As of November 30, 2008, the Company had outstanding current liabilities of $9.7 million, consisting of obligations and accruals for loans, dividends and notes payable, trade payables, taxes, unpaid salaries and other items of which approximately $1.8 million is not being paid as agreed. The Company’s creditors have, to date, agreed not to accelerate on these obligations and not to foreclose on Cash’s assets. However, if the creditors demand immediate repayment the Company could be forced to cease operations and/or file for protection under the U.S. bankruptcy laws.


(f)

The Company failed to hold an annual meeting of its stockholders within one year of the Company’s fiscal year ended May 31, 2007.


(g)

The Company failed to effect a reverse stock split to address its low selling price after being notified by the Exchange on April 30, 2008, that it was appropriate for the Company to effect a reverse stock split to address its low selling price.


(h)

The Company failed to respond to a request for information made by the Exchange.


(i)

As of February 24, 2009, the aggregate market value of the Company’s securities was approximately $1.5 million.


3.

In reviewing the eligibility of the Common Stock for continued listing, the Exchange has complied with its standards and procedures as follows:


(a)

By letter dated November 1, 2007, the Exchange advised Cash that it was not in compliance with the following sections of the Company Guide:


1.

Section 1003(a)(i) of the Company Guide with shareholders’ equity of less than $2,000,000 and losses from continuing operations and/or net losses in two out of its three most recent fiscal years;

2.

Section 1003(a)(ii) of the Company Guide with shareholders’ equity of less than $4,000,000 and losses from continuing operations and/or net losses in three out of its four most recent fiscal years;

3.

Section 1003(a)(iii) of the Company Guide with shareholders’ equity of less than $6,000,000 and losses from continuing operations and/or net losses in its five most recent fiscal years;

4.

Section 1003(a)(iv) of the Company Guide in that it had sustained losses which were so substantial in relation to its overall operations or its existing financial resources, or its financial condition has become so impaired that it appeared questionable, in the opinion of the Exchange, as to whether such company would be able to continue operations and/or meet its obligations as they mature;

5.

Section 301 of the Company Guide in that the Company issued, or authorized its transfer agent or registrar to issue or register, additional securities of a listed class prior to receiving notification from the Exchange that the securities have been approved for listing;

6.

Section 1003(f)(iv) of the Company Guide in that the Company had an outstanding payable to the Exchange in the amount of $54,783; and

7.

Section 610(b) of the Company Guide in that the Company failed to make a public announcement through the news media disclosing the receipt of an audit opinion that contained a going concern qualification.


(b)

Pursuant to Section 1009 of the Company Guide, the Company was offered the opportunity to submit a plan of compliance advising the Exchange of action that it had taken or would take to bring the Company into compliance with the continued listing standards.


(c)

On November 15, 2007 and December 3, 2007, the Company submitted its plan of compliance to the Exchange (the “Plan”).


(d)

On January 4, 2008, the Exchange notified the Company that it accepted the Plan and granted the Company an extension until March 1, 2008 to regain compliance with the continued listing standards (the “Plan Period”).

**EXERCISE SET**
A – Among the entries, reproduce verbatim the lines from the one with "task | drop a marker on every instance of the blue-green" to the one with "column 114, row 410", including both of those lines.
B – Continue the text about the company's stock exchange listing compliance, starting after its last sentence.

(Dataset entries about object locations)

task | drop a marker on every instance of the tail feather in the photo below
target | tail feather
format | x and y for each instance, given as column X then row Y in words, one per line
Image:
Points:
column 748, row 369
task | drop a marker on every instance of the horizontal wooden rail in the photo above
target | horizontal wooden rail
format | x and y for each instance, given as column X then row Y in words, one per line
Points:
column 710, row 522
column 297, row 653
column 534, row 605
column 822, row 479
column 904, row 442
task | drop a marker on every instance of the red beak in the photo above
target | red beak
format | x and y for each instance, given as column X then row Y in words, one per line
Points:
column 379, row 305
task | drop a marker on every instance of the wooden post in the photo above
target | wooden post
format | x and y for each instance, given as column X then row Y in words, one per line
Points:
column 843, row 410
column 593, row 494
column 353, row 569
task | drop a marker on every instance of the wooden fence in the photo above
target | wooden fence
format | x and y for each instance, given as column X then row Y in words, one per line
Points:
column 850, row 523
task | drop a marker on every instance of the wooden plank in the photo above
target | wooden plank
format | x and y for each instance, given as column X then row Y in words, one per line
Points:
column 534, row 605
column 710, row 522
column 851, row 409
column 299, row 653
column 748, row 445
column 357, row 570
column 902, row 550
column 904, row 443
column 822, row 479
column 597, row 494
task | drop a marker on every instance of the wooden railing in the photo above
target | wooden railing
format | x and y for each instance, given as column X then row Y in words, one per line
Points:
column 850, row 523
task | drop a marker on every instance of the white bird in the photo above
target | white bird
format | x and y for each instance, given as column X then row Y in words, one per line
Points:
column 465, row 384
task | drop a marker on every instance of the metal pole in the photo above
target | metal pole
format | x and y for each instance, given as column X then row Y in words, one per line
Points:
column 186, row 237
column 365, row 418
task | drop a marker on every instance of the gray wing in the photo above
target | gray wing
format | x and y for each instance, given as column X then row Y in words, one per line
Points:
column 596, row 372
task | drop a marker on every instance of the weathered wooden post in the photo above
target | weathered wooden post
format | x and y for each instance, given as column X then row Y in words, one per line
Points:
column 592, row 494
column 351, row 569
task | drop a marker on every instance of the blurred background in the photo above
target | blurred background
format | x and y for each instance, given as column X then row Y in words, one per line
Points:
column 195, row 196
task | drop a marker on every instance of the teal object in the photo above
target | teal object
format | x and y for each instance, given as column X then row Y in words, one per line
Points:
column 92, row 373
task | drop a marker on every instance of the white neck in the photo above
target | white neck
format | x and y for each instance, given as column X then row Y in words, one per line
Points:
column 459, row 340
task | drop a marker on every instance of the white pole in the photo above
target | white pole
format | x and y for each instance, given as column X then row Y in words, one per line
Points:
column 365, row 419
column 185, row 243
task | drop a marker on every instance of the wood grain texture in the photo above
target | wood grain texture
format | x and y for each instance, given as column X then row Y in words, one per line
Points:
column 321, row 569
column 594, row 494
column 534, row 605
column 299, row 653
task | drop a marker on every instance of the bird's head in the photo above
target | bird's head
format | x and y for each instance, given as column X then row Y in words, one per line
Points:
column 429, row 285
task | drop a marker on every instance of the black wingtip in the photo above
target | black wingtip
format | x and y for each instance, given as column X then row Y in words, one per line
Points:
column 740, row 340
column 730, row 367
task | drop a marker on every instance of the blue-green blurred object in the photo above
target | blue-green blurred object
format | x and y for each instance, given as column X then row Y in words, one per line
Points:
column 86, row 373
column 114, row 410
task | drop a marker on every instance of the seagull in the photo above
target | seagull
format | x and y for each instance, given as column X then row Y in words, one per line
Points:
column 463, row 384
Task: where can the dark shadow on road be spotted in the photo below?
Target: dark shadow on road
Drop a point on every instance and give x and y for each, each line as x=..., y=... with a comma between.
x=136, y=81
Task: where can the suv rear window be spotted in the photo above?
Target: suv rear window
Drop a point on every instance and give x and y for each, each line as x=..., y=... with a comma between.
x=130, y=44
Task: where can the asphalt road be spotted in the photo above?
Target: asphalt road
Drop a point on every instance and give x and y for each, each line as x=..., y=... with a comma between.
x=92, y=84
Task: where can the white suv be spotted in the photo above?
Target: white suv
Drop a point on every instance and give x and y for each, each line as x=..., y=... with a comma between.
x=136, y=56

**FINAL RESULTS**
A –
task | drop a marker on every instance of the blue-green blurred object in the photo above
target | blue-green blurred object
format | x and y for each instance, given as column X then row Y in words, one per line
Points:
column 86, row 373
column 114, row 410

B –
(e)

The Company did not regain compliance by March 1, 2008, in written submissions to Staff dated March 3, March 20, and March 24, 2008, the Company represented that it had a revised plan in place that presented a reasonable demonstration of an ability to regain compliance (the “Revised Plan”).


(f)

On April 30, 2008 Staff provided Cash an additional extension until September 15, 2008 to regain compliance with the continued listing standards (the “Revised Plan Period”). At that time the Company was also notified that due to its low stock price the Exchange determined that it would be appropriate for the Company to effect a reverse stock split in accordance with Section 1003(f)(v) of the Company Guide.


(g)

At the end of the Revised Plan Period, Cash had failed to regain compliance with the NYSE Amex continued listing standards.  Consequently, via correspondence dated February 25, 2009 Staff notified Cash that it had determined to initiate delisting proceedings against the Company (the “Staff Determination”).  The Exchange’s letter dated February 25, 2009 also informed the Company of its limited right, in accordance with Sections 1203 and 1009(d) of the Company Guide, to request a hearing before a Listing Qualifications Panel (a “Panel”) within seven days of the Staff Determination, or by March 4, 2009.


(h)

 The Company did not appeal the Staff Determination within the requisite time period or thereafter and was not otherwise in compliance with the Exchange’s continued listing standards.


Accordingly, the Exchange, having complied with all of its procedures, is authorized to file this application in accordance with Section 12 of the Securities Exchange Act of 1934 and the rules promulgated thereunder.


4.

In the opinion of the Exchange, all of the material facts relating to the reasons for this application are contained herein.


5.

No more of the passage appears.